- Task -
Of the material below, the lines to be retyped are those from the line containing "Objective — one marker per instance of the waterfall" through the line containing "Objective — one marker per instance of the pool", inclusive; reproduce them exactly.
Data section start
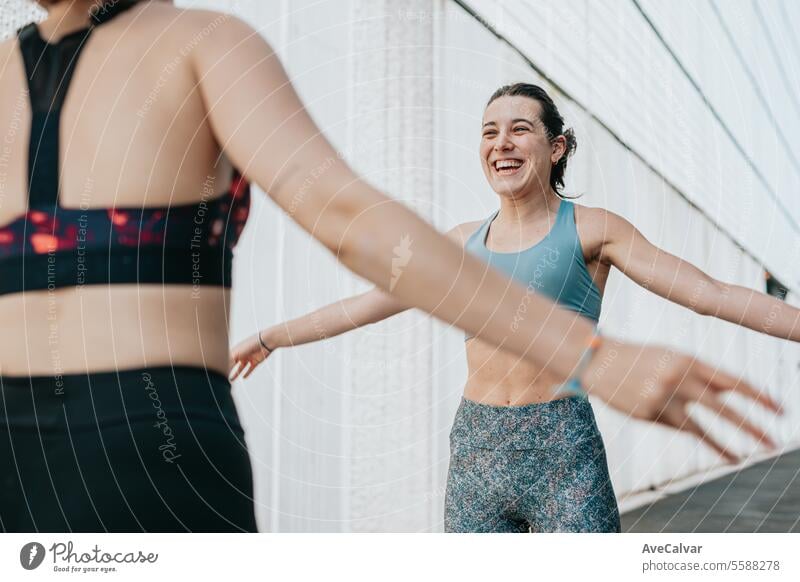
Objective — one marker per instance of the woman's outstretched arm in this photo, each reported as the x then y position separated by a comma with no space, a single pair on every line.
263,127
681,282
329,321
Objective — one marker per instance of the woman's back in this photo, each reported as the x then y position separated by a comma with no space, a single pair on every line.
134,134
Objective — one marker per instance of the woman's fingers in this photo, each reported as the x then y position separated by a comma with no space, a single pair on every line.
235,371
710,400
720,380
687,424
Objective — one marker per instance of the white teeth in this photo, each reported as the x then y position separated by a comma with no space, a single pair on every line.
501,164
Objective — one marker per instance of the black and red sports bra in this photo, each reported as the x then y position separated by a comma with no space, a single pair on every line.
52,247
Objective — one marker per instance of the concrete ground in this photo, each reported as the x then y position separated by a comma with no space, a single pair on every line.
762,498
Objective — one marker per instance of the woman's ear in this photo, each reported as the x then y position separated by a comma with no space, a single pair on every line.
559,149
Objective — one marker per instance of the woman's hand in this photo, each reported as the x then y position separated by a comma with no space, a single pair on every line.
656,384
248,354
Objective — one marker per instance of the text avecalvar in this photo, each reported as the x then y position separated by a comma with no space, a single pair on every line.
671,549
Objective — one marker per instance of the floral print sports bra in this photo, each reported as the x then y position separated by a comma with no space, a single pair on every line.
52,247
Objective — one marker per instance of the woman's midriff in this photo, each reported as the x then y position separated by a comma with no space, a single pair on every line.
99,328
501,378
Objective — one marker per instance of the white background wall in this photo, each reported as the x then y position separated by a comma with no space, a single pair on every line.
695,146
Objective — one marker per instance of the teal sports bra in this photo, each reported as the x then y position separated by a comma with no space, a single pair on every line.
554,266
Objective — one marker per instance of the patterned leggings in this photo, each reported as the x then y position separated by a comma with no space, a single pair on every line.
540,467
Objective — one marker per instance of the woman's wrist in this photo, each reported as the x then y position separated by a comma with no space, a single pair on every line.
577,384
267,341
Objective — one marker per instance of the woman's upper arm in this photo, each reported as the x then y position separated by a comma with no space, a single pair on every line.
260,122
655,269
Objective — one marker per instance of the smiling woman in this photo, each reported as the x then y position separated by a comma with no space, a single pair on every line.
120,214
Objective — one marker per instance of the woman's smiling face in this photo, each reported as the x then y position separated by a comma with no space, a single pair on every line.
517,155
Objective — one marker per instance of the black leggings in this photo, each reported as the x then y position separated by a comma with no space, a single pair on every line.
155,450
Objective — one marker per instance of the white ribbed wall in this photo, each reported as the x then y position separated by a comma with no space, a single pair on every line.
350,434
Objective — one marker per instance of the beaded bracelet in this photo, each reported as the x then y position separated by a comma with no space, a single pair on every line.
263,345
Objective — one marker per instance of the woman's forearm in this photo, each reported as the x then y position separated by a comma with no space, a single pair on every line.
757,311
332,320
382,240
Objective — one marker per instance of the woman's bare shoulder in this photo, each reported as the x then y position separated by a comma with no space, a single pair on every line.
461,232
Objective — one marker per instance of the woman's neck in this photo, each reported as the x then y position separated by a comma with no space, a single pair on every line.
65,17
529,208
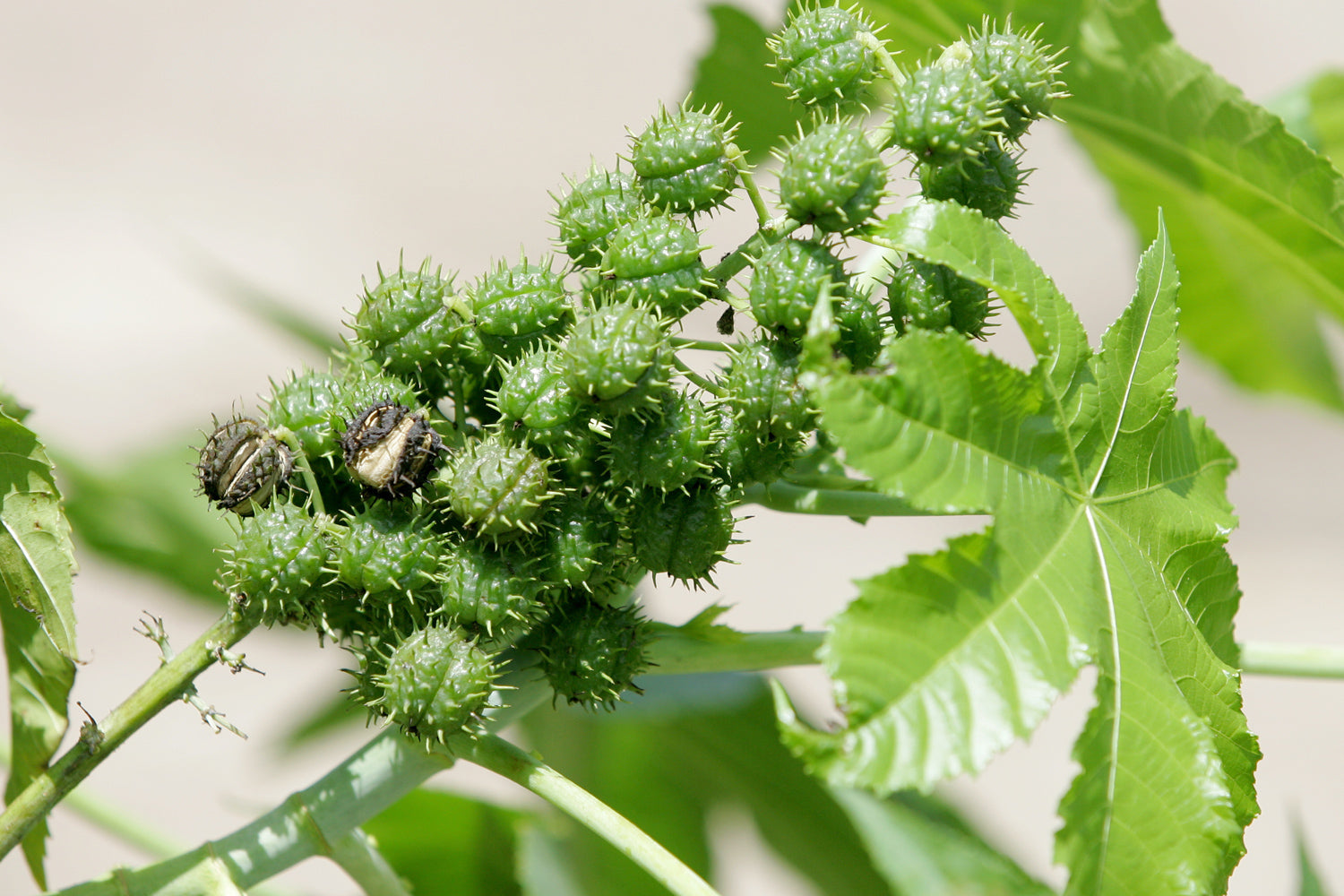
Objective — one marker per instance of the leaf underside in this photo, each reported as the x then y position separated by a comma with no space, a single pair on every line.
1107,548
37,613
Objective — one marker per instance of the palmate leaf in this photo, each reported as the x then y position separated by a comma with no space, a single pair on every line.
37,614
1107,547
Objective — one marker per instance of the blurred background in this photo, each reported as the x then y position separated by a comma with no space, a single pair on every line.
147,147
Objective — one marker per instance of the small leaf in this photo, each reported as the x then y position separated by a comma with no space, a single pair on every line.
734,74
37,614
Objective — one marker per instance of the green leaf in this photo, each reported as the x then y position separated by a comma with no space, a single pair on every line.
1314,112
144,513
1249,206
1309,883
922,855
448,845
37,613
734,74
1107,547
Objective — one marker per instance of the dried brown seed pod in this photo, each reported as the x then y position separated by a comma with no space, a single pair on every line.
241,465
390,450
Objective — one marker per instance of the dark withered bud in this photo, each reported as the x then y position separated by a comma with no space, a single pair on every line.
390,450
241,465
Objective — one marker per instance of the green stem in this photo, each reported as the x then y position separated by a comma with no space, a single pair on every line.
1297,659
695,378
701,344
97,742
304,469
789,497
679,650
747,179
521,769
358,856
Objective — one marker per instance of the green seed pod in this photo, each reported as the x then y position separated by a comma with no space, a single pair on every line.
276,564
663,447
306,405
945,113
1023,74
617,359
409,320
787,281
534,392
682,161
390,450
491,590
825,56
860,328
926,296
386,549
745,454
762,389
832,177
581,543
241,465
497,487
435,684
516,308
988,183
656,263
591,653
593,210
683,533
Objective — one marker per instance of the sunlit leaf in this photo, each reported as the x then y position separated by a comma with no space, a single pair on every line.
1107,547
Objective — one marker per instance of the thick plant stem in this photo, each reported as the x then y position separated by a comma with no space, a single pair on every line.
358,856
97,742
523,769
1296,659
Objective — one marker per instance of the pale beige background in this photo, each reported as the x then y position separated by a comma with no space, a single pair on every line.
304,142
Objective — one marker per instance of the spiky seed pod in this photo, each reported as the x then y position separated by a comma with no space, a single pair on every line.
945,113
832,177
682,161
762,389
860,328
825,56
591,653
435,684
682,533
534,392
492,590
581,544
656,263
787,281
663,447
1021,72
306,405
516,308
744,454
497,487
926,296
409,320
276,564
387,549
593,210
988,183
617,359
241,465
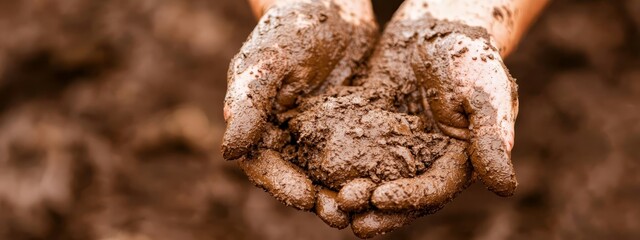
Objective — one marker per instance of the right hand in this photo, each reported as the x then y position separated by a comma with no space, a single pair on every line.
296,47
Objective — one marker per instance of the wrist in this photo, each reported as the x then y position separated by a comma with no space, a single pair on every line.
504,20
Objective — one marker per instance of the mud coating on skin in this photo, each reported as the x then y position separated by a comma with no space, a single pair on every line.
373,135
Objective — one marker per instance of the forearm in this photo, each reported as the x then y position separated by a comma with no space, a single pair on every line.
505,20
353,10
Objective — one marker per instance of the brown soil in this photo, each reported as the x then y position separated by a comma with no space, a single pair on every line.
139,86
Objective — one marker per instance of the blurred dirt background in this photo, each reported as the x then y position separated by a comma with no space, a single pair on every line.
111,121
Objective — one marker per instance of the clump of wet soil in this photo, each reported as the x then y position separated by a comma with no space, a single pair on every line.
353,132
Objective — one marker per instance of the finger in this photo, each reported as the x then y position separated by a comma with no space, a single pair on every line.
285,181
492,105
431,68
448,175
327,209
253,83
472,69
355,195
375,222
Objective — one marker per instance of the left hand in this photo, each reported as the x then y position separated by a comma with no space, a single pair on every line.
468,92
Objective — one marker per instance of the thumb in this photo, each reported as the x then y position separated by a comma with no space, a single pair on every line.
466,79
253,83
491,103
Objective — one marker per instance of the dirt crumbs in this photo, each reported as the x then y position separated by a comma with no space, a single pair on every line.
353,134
Data section end
Data section start
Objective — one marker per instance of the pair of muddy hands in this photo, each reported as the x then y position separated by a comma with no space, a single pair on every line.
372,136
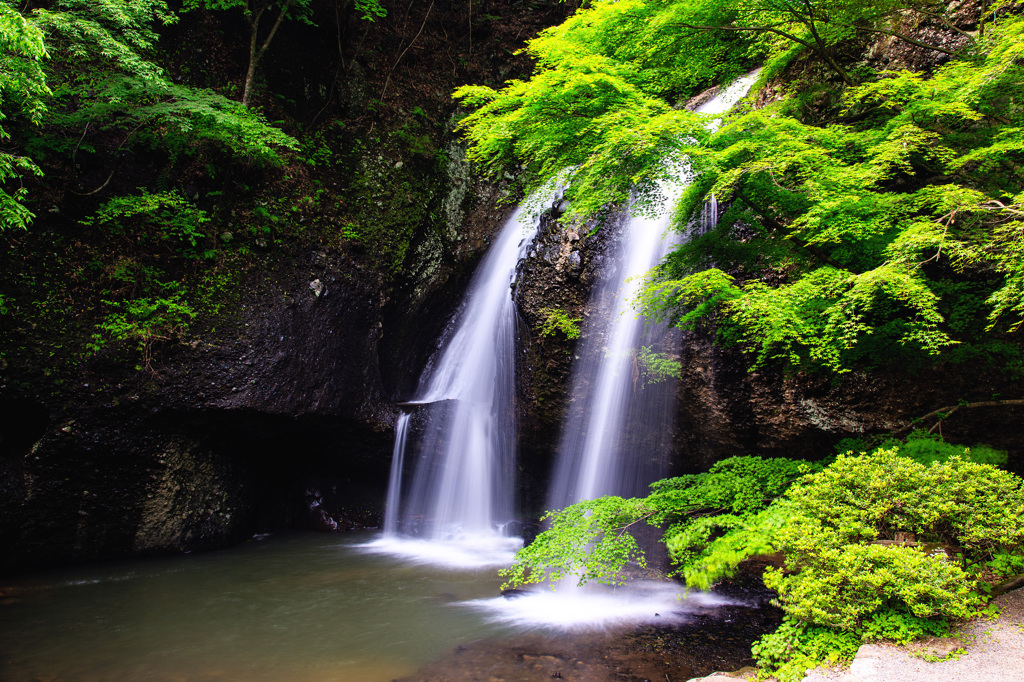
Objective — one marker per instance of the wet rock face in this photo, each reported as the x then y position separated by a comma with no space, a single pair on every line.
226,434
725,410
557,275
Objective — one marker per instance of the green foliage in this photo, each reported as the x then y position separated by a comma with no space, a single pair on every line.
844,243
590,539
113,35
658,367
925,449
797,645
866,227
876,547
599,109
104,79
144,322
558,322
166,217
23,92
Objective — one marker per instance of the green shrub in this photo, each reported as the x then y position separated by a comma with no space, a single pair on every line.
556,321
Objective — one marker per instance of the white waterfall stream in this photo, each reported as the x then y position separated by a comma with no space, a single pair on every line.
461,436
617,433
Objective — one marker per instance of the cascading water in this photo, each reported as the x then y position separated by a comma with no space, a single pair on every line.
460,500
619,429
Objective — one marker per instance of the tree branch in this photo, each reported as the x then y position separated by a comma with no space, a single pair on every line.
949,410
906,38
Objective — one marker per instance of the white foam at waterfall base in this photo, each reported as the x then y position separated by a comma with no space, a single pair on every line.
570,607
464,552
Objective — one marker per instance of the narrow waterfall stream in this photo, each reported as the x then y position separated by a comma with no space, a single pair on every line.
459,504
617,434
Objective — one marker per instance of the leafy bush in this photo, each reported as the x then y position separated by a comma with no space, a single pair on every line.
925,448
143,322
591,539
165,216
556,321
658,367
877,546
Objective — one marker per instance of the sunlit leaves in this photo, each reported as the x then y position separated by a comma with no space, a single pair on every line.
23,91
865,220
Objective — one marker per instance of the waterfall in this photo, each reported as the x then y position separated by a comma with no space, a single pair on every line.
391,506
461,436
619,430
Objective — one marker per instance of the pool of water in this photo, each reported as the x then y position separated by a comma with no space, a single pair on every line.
Data section end
Data section start
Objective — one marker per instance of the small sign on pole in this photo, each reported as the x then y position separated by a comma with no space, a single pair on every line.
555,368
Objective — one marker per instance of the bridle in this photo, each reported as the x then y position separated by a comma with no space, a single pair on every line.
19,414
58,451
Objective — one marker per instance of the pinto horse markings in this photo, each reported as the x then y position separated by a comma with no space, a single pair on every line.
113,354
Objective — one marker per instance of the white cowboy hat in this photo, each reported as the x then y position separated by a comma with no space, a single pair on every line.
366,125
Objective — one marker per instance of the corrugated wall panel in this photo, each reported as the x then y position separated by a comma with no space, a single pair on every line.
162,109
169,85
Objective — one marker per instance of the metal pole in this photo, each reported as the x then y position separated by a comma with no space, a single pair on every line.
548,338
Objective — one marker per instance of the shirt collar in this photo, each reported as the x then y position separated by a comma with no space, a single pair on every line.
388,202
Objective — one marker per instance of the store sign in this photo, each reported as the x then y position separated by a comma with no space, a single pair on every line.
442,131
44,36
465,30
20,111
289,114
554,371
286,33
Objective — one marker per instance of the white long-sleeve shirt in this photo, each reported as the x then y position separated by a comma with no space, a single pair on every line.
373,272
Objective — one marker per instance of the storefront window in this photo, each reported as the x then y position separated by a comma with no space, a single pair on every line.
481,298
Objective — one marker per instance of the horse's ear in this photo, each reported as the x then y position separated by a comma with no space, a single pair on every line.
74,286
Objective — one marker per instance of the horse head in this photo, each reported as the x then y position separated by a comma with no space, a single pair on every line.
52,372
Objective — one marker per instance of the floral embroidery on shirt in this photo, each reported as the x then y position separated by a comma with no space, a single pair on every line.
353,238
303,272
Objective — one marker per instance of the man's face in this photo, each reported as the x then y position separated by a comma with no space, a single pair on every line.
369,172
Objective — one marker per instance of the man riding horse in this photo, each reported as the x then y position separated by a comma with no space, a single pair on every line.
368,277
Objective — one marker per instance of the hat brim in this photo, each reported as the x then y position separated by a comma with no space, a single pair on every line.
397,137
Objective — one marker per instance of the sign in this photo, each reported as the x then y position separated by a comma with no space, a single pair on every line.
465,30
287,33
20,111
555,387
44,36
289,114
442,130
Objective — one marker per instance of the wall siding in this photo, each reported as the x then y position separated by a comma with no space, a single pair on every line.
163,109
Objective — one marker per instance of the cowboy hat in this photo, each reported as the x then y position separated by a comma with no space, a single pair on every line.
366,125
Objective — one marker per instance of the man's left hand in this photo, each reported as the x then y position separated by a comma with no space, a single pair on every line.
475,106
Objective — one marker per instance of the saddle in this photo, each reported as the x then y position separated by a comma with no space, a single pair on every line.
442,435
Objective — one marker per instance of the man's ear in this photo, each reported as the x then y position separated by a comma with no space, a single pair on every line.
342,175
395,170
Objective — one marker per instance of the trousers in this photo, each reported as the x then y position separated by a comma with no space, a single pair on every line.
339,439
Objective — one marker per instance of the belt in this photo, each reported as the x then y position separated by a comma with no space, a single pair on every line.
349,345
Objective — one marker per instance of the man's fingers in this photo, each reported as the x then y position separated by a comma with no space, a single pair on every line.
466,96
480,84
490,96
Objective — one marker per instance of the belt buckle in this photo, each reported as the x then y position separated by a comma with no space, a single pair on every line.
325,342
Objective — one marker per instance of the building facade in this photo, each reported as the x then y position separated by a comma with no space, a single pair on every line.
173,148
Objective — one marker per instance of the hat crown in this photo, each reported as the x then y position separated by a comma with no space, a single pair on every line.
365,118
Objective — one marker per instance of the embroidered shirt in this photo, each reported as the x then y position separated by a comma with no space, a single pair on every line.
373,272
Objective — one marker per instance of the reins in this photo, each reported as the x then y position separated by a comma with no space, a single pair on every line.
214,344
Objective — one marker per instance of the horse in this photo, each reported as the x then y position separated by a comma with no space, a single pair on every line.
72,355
Data section end
- Written response -
Objective — one marker per instance of the waterfall in this photo, each reported as the x then y position separated by a comma with no space, a single pair on every line.
391,506
461,436
619,430
Objective — one marker per instance of the pool of water in this photo, each reported as the x then y position separated by a comma with no space, a single pair on every line.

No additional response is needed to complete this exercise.